> [Extract to read]:
********************
In a "news analysis" headlined "More Guns = More Killing," New York Times science reporter Elisabeth Rosenthal says the National Rifle Association clearly is wrong when it argues that more guns in the hands of "good guys" would help reduce the number of people killed by "bad guys." How does Rosenthal know? She has seen it with her own eyes:
I recently visited some Latin American countries that mesh with the N.R.A.'s vision of the promised land, where guards with guns grace every office lobby, storefront, A.T.M., restaurant and gas station. It has not made those countries safer or saner.
Despite the ubiquitous presence of "good guys" with guns, countries like Guatemala, Honduras, El Salvador, Colombia and Venezuela have some of the highest homicide rates in the world.
Although a science reporter for a leading newspaper really should understand the difference between correlation and causation, it apparently never occurred to Rosenthal that ubiquitous armed guards might be a response to high homicide rates rather than a cause of them (as the headline suggests). And despite her assertion that the use of armed guards "has not made those countries safer or saner," she never presents any evidence to that effect.
********************
> [Source excerpt]:
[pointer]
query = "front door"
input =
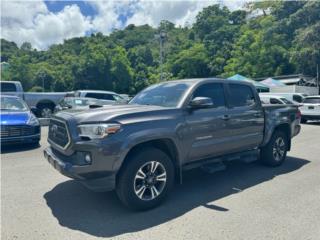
********************
> [Directions]:
Answer these about the critique of the gun-violence news analysis:
(a) What headline did the news analysis carry?
(b) Which countries does Rosenthal list as having some of the highest homicide rates in the world?
(c) What possibility does the critique say never occurred to Rosenthal?

> [Task solution]:
(a) "More Guns = More Killing"
(b) Guatemala, Honduras, El Salvador, Colombia and Venezuela
(c) That ubiquitous armed guards might be a response to high homicide rates rather than a cause of them